Newton's Method and Fisher Scoring (KL Chapter 14)¶

Consider maximizing log-likelihood function $L(\mathbf{\theta})$, $\theta \in \Theta \subset \mathbb{R}^p$.

Notations¶

Gradient (or score) of $L$: $$ \nabla L(\theta) = \begin{pmatrix} \frac{\partial L(\theta)}{\partial \theta_1} \\ \vdots \\ \frac{\partial L(\theta)}{\partial \theta_p} \end{pmatrix} $$
Differential of $L$: $$ dL(\theta) = [\nabla L(\theta)]^T $$
Hessian of $L$:
$$ \nabla^2 L(\theta) = d^2 L(\theta) = \begin{pmatrix} \frac{\partial^2 L(\theta)}{\partial \theta_1 \partial \theta_1} & \dots & \frac{\partial^2 L(\theta)}{\partial \theta_1 \partial \theta_p} \\ \vdots & \ddots & \vdots \\ \frac{\partial^2 L(\theta)}{\partial \theta_p \partial \theta_1} & \dots & \frac{\partial^2 L(\theta)}{\partial \theta_p \partial \theta_p} \end{pmatrix} $$
Observed information matrix:

$$ - \nabla^2 L(\theta) = - d^2 L(\theta). $$

Expected (Fisher) information matrix: $$ \mathbf{E}[- \nabla^2 L(\theta)] = \mathbf{E}[- d^2 L(\theta)]. $$

Newton's method¶

Newton's method was originally developed for finding roots of nonlinear equations $f(\mathbf{x}) = \mathbf{0}$ (KL 5.4).
Newton's method, aka Newton-Raphson method, is considered the gold standard for its fast (quadratic) convergence $$ \frac{\|\mathbf{\theta}^{(t+1)} - \mathbf{\theta}^*\|}{\|\mathbf{\theta}^{(t)} - \mathbf{\theta}^*\|^2} \to \text{constant}. $$
Idea: iterative quadratic approximation.
Taylor expansion around the current iterate $\mathbf{\theta}^{(t)}$ $$ L(\mathbf{\theta}) \approx L(\mathbf{\theta}^{(t)}) + dL(\mathbf{\theta}^{(t)}) (\mathbf{\theta} - \mathbf{\theta}^{(t)}) + \frac 12 (\mathbf{\theta} - \mathbf{\theta}^{(t)})^T d^2L(\mathbf{\theta}^{(t)}) (\mathbf{\theta} - \mathbf{\theta}^{(t)}) $$ and then maximize the quadratic approximation.
To maximize the quadratic function, we equate its gradient to zero $$ \nabla L(\theta^{(t)}) + [d^2L(\theta^{(t)})] (\theta - \theta^{(t)}) = \mathbf{0}_p, $$ which suggests the next iterate $$ \begin{eqnarray*} \theta^{(t+1)} &=& \theta^{(t)} - [d^2L(\theta^{(t)})]^{-1} \nabla L(\theta^{(t)}) \\ &=& \theta^{(t)} + [-d^2L(\theta^{(t)})]^{-1} \nabla L(\theta^{(t)}). \end{eqnarray*} $$ We call this naive Newton's method.

• [STATED EXERCISE 1]:
Check each statement against the notes on Newton's method and Fisher scoring. For each, answer yes or no and quote the words of the notes that decide it.
(a) Newton's method also goes by the name Newton-Raphson method.
(b) The observed information matrix is the expected value of the negative Hessian.
(c) Newton's method was first developed for maximizing log-likelihood functions.
• [STATED EXERCISE 2]:
Reproduce the part of the notes on Newton's method and Fisher scoring starting with "Taylor expansion around" and going on through "naive Newton's method.", word for word.
• [STATED EXERCISE 3]:
Write the next part of the notes on Newton's method and Fisher scoring, picking up after their last sentence.

• [Contour annotation records]:
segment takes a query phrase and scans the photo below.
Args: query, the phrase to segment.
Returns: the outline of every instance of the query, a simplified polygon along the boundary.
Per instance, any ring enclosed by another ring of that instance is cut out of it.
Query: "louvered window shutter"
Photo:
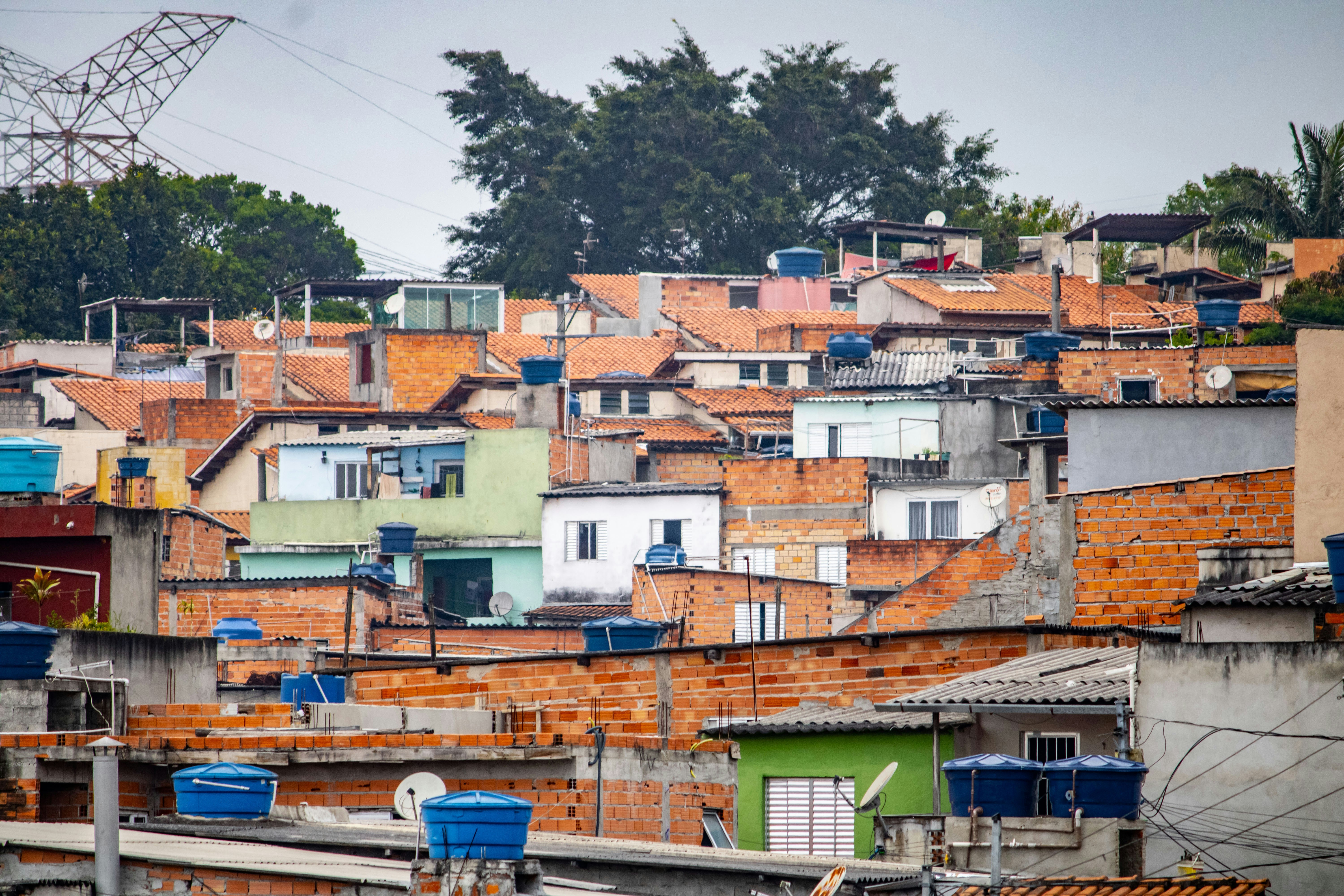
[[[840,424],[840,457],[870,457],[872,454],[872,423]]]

---

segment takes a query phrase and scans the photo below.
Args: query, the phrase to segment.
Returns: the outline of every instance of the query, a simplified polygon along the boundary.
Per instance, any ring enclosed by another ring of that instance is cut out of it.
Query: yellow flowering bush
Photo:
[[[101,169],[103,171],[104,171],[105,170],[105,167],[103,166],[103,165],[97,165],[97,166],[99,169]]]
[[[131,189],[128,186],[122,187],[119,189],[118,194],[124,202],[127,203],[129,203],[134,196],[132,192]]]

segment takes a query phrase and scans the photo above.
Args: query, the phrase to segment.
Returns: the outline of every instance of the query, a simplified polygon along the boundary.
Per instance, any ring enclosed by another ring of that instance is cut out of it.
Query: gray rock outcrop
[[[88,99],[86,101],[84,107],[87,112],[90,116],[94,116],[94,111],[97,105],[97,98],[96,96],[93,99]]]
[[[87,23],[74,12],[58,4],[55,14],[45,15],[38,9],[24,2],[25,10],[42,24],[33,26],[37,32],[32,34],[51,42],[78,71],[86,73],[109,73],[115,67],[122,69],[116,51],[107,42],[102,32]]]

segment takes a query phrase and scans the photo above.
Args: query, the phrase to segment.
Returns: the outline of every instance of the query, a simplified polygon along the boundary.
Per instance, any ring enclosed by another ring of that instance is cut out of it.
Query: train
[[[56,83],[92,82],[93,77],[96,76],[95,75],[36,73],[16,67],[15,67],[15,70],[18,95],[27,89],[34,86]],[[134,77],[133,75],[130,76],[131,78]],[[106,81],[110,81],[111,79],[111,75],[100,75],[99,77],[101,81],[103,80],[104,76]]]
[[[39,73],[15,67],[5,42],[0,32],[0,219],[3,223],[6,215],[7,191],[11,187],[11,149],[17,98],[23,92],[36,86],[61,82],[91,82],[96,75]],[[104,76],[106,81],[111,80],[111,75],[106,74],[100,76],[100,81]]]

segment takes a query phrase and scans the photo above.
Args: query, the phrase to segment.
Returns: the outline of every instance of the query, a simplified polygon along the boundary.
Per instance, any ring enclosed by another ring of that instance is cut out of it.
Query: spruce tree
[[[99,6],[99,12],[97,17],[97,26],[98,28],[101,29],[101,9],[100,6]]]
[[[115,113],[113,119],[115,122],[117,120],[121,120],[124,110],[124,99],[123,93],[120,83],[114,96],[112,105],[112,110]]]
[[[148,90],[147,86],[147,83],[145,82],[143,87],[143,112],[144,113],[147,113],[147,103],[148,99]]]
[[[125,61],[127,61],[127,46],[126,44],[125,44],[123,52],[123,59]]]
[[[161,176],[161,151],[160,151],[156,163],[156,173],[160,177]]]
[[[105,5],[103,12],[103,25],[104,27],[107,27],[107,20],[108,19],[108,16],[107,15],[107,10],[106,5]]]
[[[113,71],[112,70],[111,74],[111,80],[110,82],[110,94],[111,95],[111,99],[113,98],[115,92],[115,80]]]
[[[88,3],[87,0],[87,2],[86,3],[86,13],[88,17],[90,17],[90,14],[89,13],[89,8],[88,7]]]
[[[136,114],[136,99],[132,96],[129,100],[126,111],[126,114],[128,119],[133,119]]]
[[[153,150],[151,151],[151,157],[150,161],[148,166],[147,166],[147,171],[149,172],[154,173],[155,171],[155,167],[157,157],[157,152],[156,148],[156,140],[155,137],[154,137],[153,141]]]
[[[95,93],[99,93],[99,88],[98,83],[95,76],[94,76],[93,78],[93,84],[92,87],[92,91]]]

--

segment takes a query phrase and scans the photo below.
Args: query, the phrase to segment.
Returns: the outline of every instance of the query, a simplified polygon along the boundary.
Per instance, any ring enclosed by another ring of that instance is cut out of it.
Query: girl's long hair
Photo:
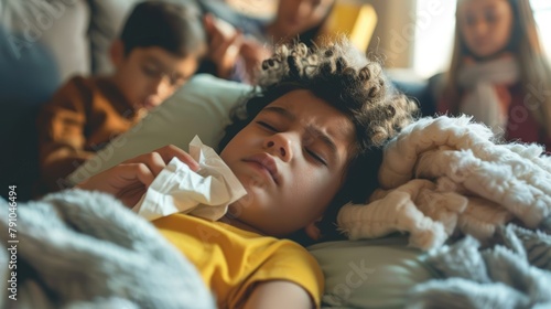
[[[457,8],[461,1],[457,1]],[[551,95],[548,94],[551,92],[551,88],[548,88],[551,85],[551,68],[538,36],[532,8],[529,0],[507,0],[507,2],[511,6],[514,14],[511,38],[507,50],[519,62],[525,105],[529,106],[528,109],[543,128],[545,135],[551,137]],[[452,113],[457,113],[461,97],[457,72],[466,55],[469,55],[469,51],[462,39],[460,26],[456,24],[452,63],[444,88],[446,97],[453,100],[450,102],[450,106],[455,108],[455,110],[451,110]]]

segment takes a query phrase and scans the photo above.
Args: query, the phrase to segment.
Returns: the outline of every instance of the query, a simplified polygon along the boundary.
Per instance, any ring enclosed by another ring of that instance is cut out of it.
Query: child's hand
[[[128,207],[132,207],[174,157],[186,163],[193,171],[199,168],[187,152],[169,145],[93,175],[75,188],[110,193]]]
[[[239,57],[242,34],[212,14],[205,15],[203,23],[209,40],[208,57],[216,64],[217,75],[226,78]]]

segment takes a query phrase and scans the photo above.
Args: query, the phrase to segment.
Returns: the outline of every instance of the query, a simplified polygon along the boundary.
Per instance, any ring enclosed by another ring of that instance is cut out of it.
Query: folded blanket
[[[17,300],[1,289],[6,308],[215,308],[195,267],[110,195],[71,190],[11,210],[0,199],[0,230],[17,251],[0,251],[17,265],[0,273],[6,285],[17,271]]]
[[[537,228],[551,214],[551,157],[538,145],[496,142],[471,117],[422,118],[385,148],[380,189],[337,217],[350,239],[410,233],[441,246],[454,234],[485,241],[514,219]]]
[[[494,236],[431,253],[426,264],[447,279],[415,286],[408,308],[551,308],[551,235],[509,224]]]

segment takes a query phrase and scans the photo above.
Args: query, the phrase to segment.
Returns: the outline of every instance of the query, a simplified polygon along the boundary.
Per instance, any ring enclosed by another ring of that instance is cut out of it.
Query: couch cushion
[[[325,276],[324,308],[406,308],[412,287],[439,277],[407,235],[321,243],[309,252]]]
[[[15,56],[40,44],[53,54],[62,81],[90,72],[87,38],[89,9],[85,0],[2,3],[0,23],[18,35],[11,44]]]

• [RESPONSE 1]:
(a) Yes: "Newton's method, aka Newton-Raphson method"
(b) No: "Expected (Fisher) information matrix"
(c) No: "Newton's method was originally developed for finding roots of nonlinear equations"

• [RESPONSE 2]:
Taylor expansion around the current iterate $\mathbf{\theta}^{(t)}$ $$ L(\mathbf{\theta}) \approx L(\mathbf{\theta}^{(t)}) + dL(\mathbf{\theta}^{(t)}) (\mathbf{\theta} - \mathbf{\theta}^{(t)}) + \frac 12 (\mathbf{\theta} - \mathbf{\theta}^{(t)})^T d^2L(\mathbf{\theta}^{(t)}) (\mathbf{\theta} - \mathbf{\theta}^{(t)}) $$ and then maximize the quadratic approximation.
To maximize the quadratic function, we equate its gradient to zero $$ \nabla L(\theta^{(t)}) + [d^2L(\theta^{(t)})] (\theta - \theta^{(t)}) = \mathbf{0}_p, $$ which suggests the next iterate $$ \begin{eqnarray*} \theta^{(t+1)} &=& \theta^{(t)} - [d^2L(\theta^{(t)})]^{-1} \nabla L(\theta^{(t)}) \\ &=& \theta^{(t)} + [-d^2L(\theta^{(t)})]^{-1} \nabla L(\theta^{(t)}). \end{eqnarray*} $$ We call this naive Newton's method.

• [RESPONSE 3]:
Some issues with the (naive) Newton's iteration
- Need to derive, evaluate, and "invert" the observed information matrix. In statistical problems, often evaluating Hessian costs $O(np^2)$ flops and inverting it costs $O(p^3)$ flops. Remedies:
  1. exploit structure in Hessian whenever possible (check the list of easy linear system!)
  2. automatic differentiation (works for some problems), or
  3. numerical differentiation (works for small problems), or
  4. quasi-Newton method (to be discussed later)
- Stability: naive Newton's iterate is not guaranteed to be an ascent algorithm. It's equally happy to head uphill or downhill. Remedies:
  1. approximate $-d^2L(\theta^{(t)})$ by a positive definite $\mathbf{A}$ (if it's not), and
  2. line search (backtracking).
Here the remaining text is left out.